(Excerpts from a dataset)
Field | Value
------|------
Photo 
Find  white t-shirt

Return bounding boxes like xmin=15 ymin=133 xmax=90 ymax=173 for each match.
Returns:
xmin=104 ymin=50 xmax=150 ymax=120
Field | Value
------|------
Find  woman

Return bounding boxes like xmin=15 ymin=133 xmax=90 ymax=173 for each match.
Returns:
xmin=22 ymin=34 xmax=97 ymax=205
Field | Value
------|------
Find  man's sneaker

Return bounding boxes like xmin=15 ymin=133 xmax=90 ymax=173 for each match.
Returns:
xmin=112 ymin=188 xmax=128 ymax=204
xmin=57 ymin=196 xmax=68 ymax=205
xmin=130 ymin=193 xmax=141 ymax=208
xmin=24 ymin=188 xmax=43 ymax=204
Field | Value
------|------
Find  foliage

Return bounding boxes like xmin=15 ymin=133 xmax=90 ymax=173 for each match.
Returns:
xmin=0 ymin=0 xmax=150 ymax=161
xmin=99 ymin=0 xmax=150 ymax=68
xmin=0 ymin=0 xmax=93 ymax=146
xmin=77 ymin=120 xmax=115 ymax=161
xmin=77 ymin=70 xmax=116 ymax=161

• _ACTIVITY_
Give back all of the entries exactly as written.

• _ANSWER SPACE_
Field | Value
------|------
Photo 
Find  white t-shirt

Return bounding boxes like xmin=15 ymin=133 xmax=90 ymax=173 for each match.
Returns:
xmin=104 ymin=50 xmax=150 ymax=120
Field | Value
------|------
Find  woman

Return bounding boxes like xmin=15 ymin=133 xmax=90 ymax=173 for each match.
Returns:
xmin=22 ymin=34 xmax=97 ymax=205
Field | Value
------|------
Find  man's sneaker

Return bounding boxes like xmin=15 ymin=133 xmax=90 ymax=173 for each match.
Returns:
xmin=112 ymin=188 xmax=128 ymax=204
xmin=57 ymin=196 xmax=68 ymax=205
xmin=130 ymin=193 xmax=141 ymax=208
xmin=24 ymin=188 xmax=43 ymax=204
Field | Value
------|------
Find  foliage

Return bounding boxes like xmin=15 ymin=133 xmax=90 ymax=173 for each match.
Returns:
xmin=0 ymin=0 xmax=150 ymax=161
xmin=99 ymin=0 xmax=150 ymax=68
xmin=0 ymin=0 xmax=93 ymax=146
xmin=77 ymin=120 xmax=115 ymax=161
xmin=77 ymin=70 xmax=116 ymax=161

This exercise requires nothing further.